Text provided>
┏━━

# My first baby blanket



## ValerieUK (Oct 17, 2011)

I posted this picture a while back and was asked for the pattern. I did not have a pattern. I used the basic basket weave pattern and found the flower pattern online but I don't remember where. I am going to attempt to attach the information. I used a plain pink with a thin verigated yarn. I knitted both of them together and the result is amazing. I also knitted a border as I went. The stem of the flower is just a plain Icord. the leaves are just two petals knitted in green. I did hot glue the apliques on. My daughter has put the blanket up as she would like to keep it as an heirloom. I found a small metallic flower to put in the center of the large flower


----------



## BBatten17 (Dec 15, 2012)

Valerie, that is absolutely beautiful!! The basketweave is so pretty, what perfect, even stitches. Truly a lovely heirloom!


----------



## Elaine74bl (Nov 19, 2014)

Beautiful work and nice choice of colors. Indeed an heirloom!


----------



## ValerieUK (Oct 17, 2011)

┗━━

Aim of the task> Rewrite the paragraph in the knitting thread that begins "I posted this picture a while back" as a concise bulleted list, keeping its main facts. The data placed after this point has no connection to the knitting thread.

Material supplied>
┏━━

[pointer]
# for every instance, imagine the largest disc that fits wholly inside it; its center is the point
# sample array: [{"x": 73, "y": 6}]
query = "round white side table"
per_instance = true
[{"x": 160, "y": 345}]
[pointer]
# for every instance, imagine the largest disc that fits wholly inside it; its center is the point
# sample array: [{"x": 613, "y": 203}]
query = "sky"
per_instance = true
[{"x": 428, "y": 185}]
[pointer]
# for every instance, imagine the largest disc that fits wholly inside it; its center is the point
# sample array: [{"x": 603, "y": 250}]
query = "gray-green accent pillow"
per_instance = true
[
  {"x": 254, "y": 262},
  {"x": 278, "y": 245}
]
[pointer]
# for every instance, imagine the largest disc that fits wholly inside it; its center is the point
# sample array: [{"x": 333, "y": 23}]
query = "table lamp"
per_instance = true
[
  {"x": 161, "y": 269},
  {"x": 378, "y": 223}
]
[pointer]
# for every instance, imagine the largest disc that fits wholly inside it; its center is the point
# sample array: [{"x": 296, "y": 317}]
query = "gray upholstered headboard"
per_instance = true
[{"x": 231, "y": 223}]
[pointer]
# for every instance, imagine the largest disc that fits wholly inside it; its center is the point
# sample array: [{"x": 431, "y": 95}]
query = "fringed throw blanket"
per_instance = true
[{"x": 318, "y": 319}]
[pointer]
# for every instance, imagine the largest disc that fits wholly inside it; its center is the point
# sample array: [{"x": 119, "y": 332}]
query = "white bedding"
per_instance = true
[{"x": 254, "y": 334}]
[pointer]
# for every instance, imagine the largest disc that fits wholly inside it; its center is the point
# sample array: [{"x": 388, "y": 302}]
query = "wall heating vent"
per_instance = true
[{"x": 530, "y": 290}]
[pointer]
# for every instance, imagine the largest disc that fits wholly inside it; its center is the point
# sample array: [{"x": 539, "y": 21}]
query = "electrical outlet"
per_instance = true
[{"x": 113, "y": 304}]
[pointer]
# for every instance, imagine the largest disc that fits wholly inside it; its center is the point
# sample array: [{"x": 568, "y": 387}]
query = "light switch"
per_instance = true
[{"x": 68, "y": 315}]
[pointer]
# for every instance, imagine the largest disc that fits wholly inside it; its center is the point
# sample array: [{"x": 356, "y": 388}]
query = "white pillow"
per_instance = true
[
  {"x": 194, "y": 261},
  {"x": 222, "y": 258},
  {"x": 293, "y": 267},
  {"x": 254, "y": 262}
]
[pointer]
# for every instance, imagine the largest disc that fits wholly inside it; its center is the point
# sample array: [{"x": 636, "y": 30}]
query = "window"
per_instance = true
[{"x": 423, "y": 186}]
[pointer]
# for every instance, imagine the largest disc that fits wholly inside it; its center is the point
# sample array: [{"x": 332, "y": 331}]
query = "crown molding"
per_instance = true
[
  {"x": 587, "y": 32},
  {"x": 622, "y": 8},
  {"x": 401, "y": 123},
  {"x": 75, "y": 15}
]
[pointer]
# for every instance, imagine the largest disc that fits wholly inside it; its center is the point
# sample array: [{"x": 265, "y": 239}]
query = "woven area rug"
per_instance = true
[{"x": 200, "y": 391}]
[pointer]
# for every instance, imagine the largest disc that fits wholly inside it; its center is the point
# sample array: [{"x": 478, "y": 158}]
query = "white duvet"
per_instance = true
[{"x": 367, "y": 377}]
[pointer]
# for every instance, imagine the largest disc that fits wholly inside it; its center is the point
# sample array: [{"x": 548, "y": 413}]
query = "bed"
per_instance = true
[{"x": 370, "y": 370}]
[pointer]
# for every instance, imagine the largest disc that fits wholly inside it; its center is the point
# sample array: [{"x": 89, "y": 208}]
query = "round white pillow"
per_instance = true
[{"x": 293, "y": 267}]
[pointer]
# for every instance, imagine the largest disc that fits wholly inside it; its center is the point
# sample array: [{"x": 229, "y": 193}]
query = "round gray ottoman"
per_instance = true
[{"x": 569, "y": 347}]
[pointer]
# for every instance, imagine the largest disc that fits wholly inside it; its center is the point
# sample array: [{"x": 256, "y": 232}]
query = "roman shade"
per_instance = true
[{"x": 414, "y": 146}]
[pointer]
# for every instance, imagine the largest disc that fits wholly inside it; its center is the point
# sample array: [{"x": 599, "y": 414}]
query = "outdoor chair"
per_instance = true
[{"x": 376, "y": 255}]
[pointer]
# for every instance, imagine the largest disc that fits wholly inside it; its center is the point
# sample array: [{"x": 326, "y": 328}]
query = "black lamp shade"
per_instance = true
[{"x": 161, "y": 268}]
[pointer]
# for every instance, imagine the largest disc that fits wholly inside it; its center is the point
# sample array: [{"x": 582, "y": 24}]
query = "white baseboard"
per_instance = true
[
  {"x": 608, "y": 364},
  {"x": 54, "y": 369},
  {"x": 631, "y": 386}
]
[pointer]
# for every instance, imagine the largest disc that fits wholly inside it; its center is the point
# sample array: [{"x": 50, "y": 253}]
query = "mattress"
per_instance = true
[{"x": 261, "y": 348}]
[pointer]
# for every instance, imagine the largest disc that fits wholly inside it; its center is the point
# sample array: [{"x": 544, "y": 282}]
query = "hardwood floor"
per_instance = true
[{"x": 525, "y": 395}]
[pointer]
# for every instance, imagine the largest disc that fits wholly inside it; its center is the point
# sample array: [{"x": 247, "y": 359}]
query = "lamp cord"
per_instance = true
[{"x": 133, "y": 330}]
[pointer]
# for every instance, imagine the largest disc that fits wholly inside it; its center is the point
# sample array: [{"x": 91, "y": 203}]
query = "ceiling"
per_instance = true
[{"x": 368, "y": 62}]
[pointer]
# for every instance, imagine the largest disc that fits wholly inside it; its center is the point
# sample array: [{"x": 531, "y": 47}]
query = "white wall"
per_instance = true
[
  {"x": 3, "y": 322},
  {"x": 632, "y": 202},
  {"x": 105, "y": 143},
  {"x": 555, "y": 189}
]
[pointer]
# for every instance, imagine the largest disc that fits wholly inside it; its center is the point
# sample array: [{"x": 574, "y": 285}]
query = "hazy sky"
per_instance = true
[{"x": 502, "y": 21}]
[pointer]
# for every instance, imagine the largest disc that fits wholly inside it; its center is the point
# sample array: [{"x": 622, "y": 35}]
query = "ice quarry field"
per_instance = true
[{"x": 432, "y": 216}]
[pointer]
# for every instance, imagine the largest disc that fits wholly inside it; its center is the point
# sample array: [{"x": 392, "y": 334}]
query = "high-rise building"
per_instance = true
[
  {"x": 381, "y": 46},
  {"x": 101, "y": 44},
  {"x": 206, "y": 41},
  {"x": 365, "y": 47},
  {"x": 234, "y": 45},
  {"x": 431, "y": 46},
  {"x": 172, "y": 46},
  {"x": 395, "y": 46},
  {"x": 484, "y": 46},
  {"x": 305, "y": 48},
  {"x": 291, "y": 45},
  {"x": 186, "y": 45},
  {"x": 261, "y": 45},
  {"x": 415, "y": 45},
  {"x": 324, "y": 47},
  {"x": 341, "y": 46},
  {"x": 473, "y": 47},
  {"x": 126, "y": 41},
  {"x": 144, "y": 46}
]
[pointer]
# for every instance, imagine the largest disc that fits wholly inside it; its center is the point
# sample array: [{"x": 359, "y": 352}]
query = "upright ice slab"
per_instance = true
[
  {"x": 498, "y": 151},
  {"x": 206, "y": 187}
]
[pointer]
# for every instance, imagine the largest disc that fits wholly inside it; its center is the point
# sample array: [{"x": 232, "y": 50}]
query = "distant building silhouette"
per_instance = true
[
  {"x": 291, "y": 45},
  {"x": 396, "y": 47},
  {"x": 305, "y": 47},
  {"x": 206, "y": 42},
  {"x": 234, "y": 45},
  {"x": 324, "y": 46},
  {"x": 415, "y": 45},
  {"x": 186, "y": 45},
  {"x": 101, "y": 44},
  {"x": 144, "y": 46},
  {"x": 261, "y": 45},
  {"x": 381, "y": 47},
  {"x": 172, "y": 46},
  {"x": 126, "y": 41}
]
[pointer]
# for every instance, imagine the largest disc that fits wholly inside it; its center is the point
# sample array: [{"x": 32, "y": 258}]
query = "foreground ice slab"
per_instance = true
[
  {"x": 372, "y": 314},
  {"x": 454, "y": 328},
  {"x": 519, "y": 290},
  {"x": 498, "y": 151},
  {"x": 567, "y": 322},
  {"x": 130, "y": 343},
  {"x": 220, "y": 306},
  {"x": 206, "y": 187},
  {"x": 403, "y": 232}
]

┗━━

Expected answer>
- The picture was posted earlier, and a pattern was requested, but no pattern was used.
- The blanket uses a basic basket weave pattern. The flower pattern was found online at a source no longer remembered.
- A plain pink yarn and a thin variegated yarn were knitted together, with an amazing result.
- A border was knitted along the way.
- The flower stem is a plain I-cord, and the leaves are two petals knitted in green.
- The appliqués were attached with hot glue.
- A small metallic flower sits in the center of the large flower.
- The poster's daughter has put the blanket away to keep as an heirloom.